**Given text:**
Prospects for U.S. and Asian Equity Markets Rank High; Managers Point to Currencies as Top Asset Class in Coming Year

LONDON, NEW YORK, TORONTO, July 12, 2010—  Mutual fund, hedge fund and private equity managers fear the impact of inflation but are optimistic about the prospects for U.S. and Asian equity markets over the next 12 months, according to survey data published today by RBC Capital Markets, the corporate and investment banking arm of Royal Bank of Canada (RY on TSX and NYSE).

The 102 asset management respondents, who manage a combined total of approximately US$4.1 trillion of assets, also project a slow global economic growth recovery and express skepticism about commercial real estate.

This unreleased data was compiled as part of a larger study of 440 senior corporate and finance executives worldwide, commissioned by RBC Capital Markets and conducted by the Economist Intelligence Unit.

Asset allocation. Thirty-eight per cent of respondents selected currencies as the asset class they are most likely to increase in light of the sovereign debt crisis, 37 per cent chose equities and 35 per cent commodities. Perhaps reflecting concerns over levels of government borrowing, just 17 per cent plan to increase their allocations to U.S. Treasuries and 21 per cent to non-U.S. sovereign debt over the coming year.

The asset managers surveyed say they are skeptical about commercial real estate in their own markets, with 46 per cent of those surveyed saying that commercial real estate risk is higher this year than last. Just one-quarter (24 per cent) plan to increase their allocation to commercial real estate in the coming year.

Other key findings of the survey include:

  • Inflation remains a top concern. The debate on inflation versus deflation rages on, with 45 per cent of respondents saying that inflation poses a greater threat to portfolio performance than deflation (chosen by 34 per cent)1 This finding reveals a shift in perception from a previous RBC Capital Markets survey conducted in the third quarter of 2009, in which the majority of the respondents from the same demographic perceived deflation to be a greater risk to their portfolio performance than inflation (44 per cent for deflation vs. 37 per cent for inflation). . Sixty per cent expect inflation to be higher over the coming year.

  • Commercial real estate risks seen. When asked how their perception of risk has changed in their markets over the past year, 46 per cent of those surveyed said that commercial real estate risk is higher or much higher. Notably, 66 per cent of private equity investors say that commercial real estate risk is higher, the highest risk perception across this asset class.

  • U.S. and Asian equity markets projected higher, European equity markets mixed. The majority of those surveyed (66 per cent) believe that U.S. equity markets will improve in the year ahead, with 19 per cent believing they will go lower and 14 per cent expecting no change. Although most of those surveyed believe the U.S. equity markets will go higher this year, 57 per cent said that the risk associated with equities in general is higher this year compared to last. A substantial majority (69 per cent) of those surveyed also believe that Asian equity markets will rise over the next 12 months, but only 38 per cent expect European equity markets to rise. Forty per cent expect European equity markets to decline over the next 12 months.

**Jobs:**
a - According to the RBC survey release, what percentage of respondents believe Asian equity markets will rise over the next 12 months?
b - Write the next part of the RBC survey release, picking up right after its final sentence.
The entries after this point are not needed.

**Material supplied:**
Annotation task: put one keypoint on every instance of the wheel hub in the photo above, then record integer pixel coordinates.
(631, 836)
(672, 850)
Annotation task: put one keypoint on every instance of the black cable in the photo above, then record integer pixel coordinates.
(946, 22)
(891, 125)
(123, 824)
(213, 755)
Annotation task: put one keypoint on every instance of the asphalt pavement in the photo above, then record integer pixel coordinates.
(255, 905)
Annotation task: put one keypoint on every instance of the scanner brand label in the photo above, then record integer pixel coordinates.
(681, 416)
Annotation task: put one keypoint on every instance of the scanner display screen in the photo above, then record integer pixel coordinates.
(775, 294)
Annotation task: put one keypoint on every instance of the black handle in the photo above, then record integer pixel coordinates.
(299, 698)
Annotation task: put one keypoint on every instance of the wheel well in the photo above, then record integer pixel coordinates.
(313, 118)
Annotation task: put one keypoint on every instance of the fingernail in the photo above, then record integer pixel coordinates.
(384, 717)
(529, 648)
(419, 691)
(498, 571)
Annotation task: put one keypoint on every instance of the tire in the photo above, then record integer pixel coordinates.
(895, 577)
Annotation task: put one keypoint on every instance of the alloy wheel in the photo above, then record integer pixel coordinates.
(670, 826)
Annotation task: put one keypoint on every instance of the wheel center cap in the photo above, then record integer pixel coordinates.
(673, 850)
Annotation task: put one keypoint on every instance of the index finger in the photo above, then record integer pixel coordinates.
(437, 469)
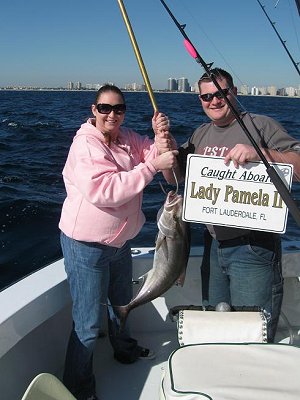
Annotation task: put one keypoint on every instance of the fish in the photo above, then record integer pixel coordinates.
(171, 254)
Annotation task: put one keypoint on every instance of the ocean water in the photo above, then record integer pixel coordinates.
(36, 130)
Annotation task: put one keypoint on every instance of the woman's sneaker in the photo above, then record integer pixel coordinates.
(146, 354)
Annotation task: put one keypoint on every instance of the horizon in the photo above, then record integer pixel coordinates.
(74, 42)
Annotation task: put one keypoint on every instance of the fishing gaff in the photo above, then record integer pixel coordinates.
(138, 54)
(141, 64)
(277, 181)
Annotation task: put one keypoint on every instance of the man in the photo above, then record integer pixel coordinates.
(244, 265)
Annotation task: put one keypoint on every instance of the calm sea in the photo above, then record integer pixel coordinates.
(36, 130)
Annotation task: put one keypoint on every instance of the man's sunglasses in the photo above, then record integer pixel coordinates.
(104, 108)
(209, 96)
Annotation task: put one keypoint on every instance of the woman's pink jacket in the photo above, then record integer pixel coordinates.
(105, 186)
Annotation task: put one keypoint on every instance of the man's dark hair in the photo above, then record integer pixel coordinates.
(218, 74)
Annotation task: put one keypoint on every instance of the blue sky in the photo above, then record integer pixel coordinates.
(48, 43)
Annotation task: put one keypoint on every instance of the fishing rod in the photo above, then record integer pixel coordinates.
(277, 181)
(138, 54)
(282, 41)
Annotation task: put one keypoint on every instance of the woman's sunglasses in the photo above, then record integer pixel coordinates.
(104, 108)
(209, 96)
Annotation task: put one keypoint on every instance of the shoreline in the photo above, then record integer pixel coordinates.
(127, 91)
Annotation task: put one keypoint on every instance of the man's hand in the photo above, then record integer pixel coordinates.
(241, 154)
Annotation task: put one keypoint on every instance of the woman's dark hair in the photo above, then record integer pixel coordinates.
(109, 88)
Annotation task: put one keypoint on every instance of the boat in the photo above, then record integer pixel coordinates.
(35, 322)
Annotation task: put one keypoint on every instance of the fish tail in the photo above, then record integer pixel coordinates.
(122, 313)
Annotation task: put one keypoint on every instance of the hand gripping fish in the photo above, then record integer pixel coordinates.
(171, 256)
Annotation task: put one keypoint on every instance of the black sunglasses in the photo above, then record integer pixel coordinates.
(108, 108)
(209, 96)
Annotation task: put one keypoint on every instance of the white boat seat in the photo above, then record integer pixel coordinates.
(47, 387)
(196, 326)
(230, 371)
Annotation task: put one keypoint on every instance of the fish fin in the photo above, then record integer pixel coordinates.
(122, 313)
(180, 280)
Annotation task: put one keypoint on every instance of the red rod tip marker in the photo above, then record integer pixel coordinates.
(190, 48)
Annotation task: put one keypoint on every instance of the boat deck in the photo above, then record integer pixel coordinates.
(140, 380)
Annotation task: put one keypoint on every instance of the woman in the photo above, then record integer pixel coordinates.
(107, 168)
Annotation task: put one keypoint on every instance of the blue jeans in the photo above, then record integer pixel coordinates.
(98, 275)
(245, 271)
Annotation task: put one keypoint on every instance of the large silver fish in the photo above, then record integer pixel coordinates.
(171, 256)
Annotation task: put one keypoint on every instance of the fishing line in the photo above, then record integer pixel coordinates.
(280, 38)
(277, 181)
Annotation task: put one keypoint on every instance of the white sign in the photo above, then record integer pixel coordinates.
(243, 197)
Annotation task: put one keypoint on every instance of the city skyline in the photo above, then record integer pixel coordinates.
(67, 41)
(175, 85)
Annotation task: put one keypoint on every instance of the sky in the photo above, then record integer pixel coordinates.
(49, 43)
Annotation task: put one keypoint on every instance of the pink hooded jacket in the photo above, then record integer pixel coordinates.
(105, 186)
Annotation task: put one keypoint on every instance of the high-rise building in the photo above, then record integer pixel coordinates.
(272, 90)
(183, 85)
(172, 84)
(244, 89)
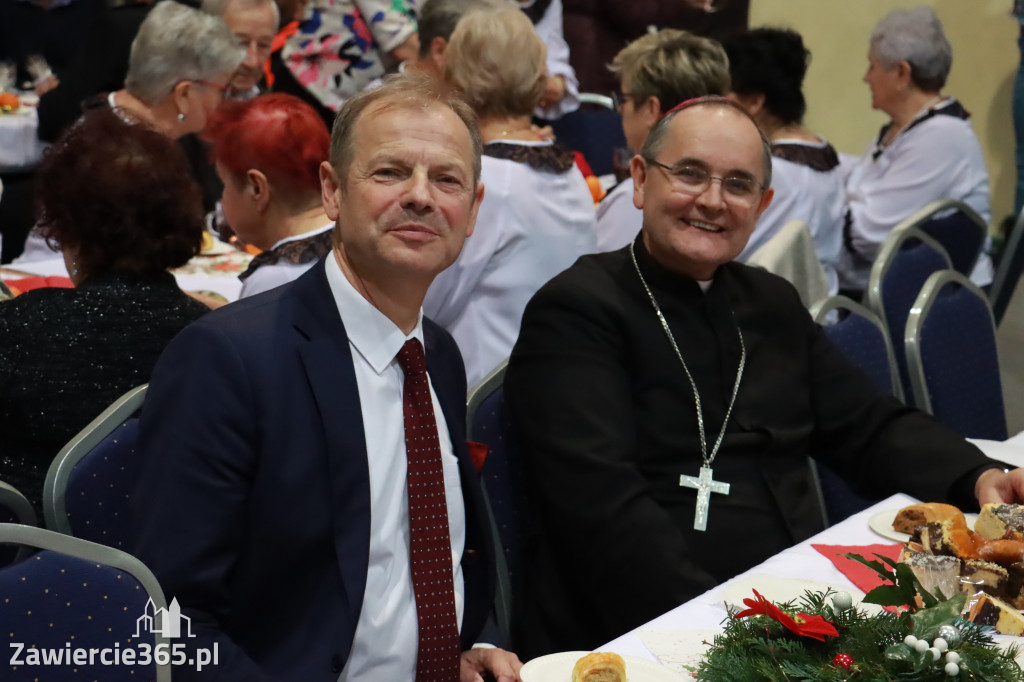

**Per-task answers:**
a - 69 percent.

b -
Commenting on the findings, Marc Harris, Co-Head, Global Research, RBC Capital Markets, said: "Asset managers are concerned about a demanding macro-economic environment that could feature not only inflation but also slower-than-historic growth during the next couple of years. Such an environment would place a premium on the basics of identifying sound investments amid uncertainty, managing higher levels of risk and adhering to a disciplined, long-term strategy. In some respects, this could prove just as challenging as the volatile markets we saw two years ago, since sitting on the sidelines indefinitely is not an option for many asset managers."

Adam Cole, Global Head of FX Strategy, RBC Capital Markets, said: "Survey respondents felt that all of the main asset classes became riskier over the past year with currencies showing the largest increase. Despite this, currencies are amongst the top beneficiaries in terms of volumes of allocation by asset managers due to their extremely high liquidity and hedging potential. We are also seeing asset managers becoming increasingly sensitive to their indirect currency exposure and to correlations between FX and other asset markets which require more active management."

Additional findings from the survey include:

  • Split views on US Treasuries and non-US sovereign debt prices. Asset management and private equity firms surveyed are split on future price movements for U.S. Treasuries, with the largest number (39 per cent) saying they will go down but significant numbers saying they will go up (28 per cent) or remain unchanged (27 per cent) over the next 12 months. Respondents are split on the direction that prices of non-U.S. sovereign debt will take.

  • Increased risk seen across asset classes. When asked to evaluate how their perception of risk in specific asset classes changed during the past year, the asset managers surveyed said that the categories with the greatest increases in perceived risk are equities (with 57 per cent saying that they believe the asset class is riskier this year than last), followed by currencies (56 per cent) and corporate debt (51 per cent). The asset classes to which fewer respondents assigned greater risk are hedge funds (38 per cent), commodities (37 per cent) and private equity (40 per cent).

  • Slow economic recovery. Nearly half of the asset managers surveyed (44 per cent) expect that global economic growth over the next two years will resume but at a pace lower than during 2003-07, with an additional 39 per cent expecting low but positive growth. Just 11 per cent expect a prolonged period of economic weakness and five per cent foresee growth at the same or higher levels than during 2003-07.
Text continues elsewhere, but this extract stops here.